_SOURCE EXTRACT_
=== Begin Enclosure ===

The LLM providers fine tune the models with some kind of information retrieval tasks, but to do so you must provide some non relevant context to bootstrap the session for the long context tasks.

It would be very easy to do this in ways that train the sequence model to treat early history as noisier than it really is, or to weaken its relationship to late context.

You’re also probably stacking more contexts together with long contexts (start with task A, then detour to solving B and C before you can complete A).

Training sequence lengths probably decay super linearly with length creating far fewer samples at long length during training.

reply
It's not just you! Here's a lovely quote from an influential paper, "We offer no explanation as to why these architectures seem to work; we attribute their success, as all else, to divine benevolence." I think people went through a similar phase with steam engines. Lot's of practical engineering and heuristics to explain what works, before the emergence of a solid theoretical foundation (thermodynamics) to explain why.

https://arxiv.org/pdf/2002.05202

reply
This lack of rigour feels a lot like “did you try restarting the computer? Most of the time, others tried restarting the computer and it works”
reply
first of all, LLM-assisted coding is less than 3 years old. 3 years ago all we had was GPT-4 with 8192 token context, which wasn't enough for most things.

and second of all...

>Any shared sense of rigour is just completely torpedoed by the LLM world, particularly the cloud LLM world it seems, and we are reduced to cargo culting. Nobody is any more right or wrong than anyone else.

what "sense of rigour"? it's way too soon to put those rose-tinted glasses on.

reply
>what "sense of rigour"? it's way too soon to put those rose-tinted glasses on.

I don't think OP is claiming that prior to LLM coding everything in the software development world was super rigorous (I assume that's effectively what you mean with the "rose-tinted glasses" comment). But rigor was actually possible and in a deterministic way too, which is fundamentally impossible with LLMs. You can build all kinds of guardrails and processes around LLMs that make it somewhat approach rigor again, but it's still fundamentally based on a bunch of statistical probabilities instead of deterministic, repeatable results.

All of the methods I see to mitigate the fundamental and inherent issues of LLMs seem roughly equivalent to the kind of crap you see in astrology groups or palm reading etc. You need Venus and Mercury to be in alignment while Mars is retrograde if you want to be able to get the right results from your token predictor.

reply
Astrology? And I thought I was being overly harsh with the 3D printing comparison ;-)
reply
Aren’t human coders non-deterministic? There’s no guarantee two people with otherwise identical levels of experience will always write identical code.

Any software engineering practice that had enough review and feedback to work with humans should work more or less the same with AI coders.

It’s when someone tries replacing an entire team or an entire process with a single prompt that they get in trouble.

reply
>Aren’t human coders non-deterministic?

Sure, but LLMs are non-deterministic in ways that no sane human ever would be. See the "Is it better to drive or walk to the carwash" scenario from a few months ago as one of many, many examples. Or a personal example I encountered just a week ago: I asked Claude (Opus 4.8 in case any of the "you aren't using the latest model that totally fixes that issue" types are interested) to convert a bunch of DB calls that currently use raw ADO.NET calls to use Dapper instead.

=== End Enclosure ===

_PROBLEMS AND TASKS_
1. Please update the part of the thread that opens with "It would be" and closes with "to late context.", swapping "noisier" for "less reliable".
2. In the thread, which library was Claude asked to move the raw ADO.NET database calls over to?

Stored items
=== Begin Enclosure ===

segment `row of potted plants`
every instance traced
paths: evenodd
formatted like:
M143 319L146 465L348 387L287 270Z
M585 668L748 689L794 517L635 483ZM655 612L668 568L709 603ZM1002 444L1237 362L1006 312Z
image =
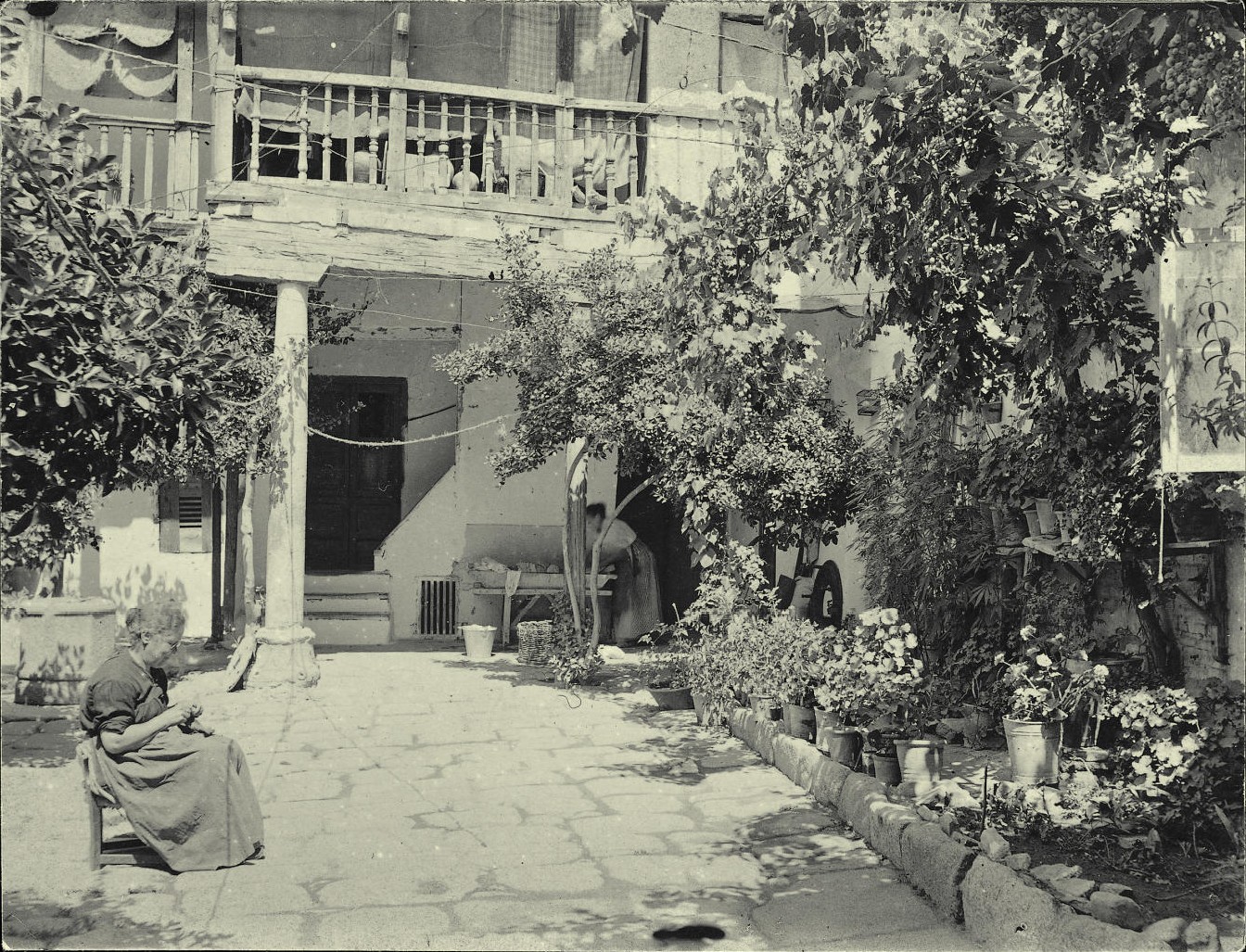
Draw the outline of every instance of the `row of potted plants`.
M663 708L694 708L723 723L748 704L760 719L885 783L938 780L943 741L933 734L944 685L928 674L912 626L895 608L862 612L842 628L817 628L779 612L740 612L715 635L668 629L665 650L642 655ZM1108 668L1063 634L1020 632L1020 653L996 657L1004 695L1004 735L1018 783L1057 780L1062 744L1084 753L1098 738ZM983 716L983 712L977 712Z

=== End Enclosure ===

_LIST OF ANSWERS_
1.
It would be very easy to do this in ways that train the sequence model to treat early history as less reliable than it really is, or to weaken its relationship to late context.

2. Dapper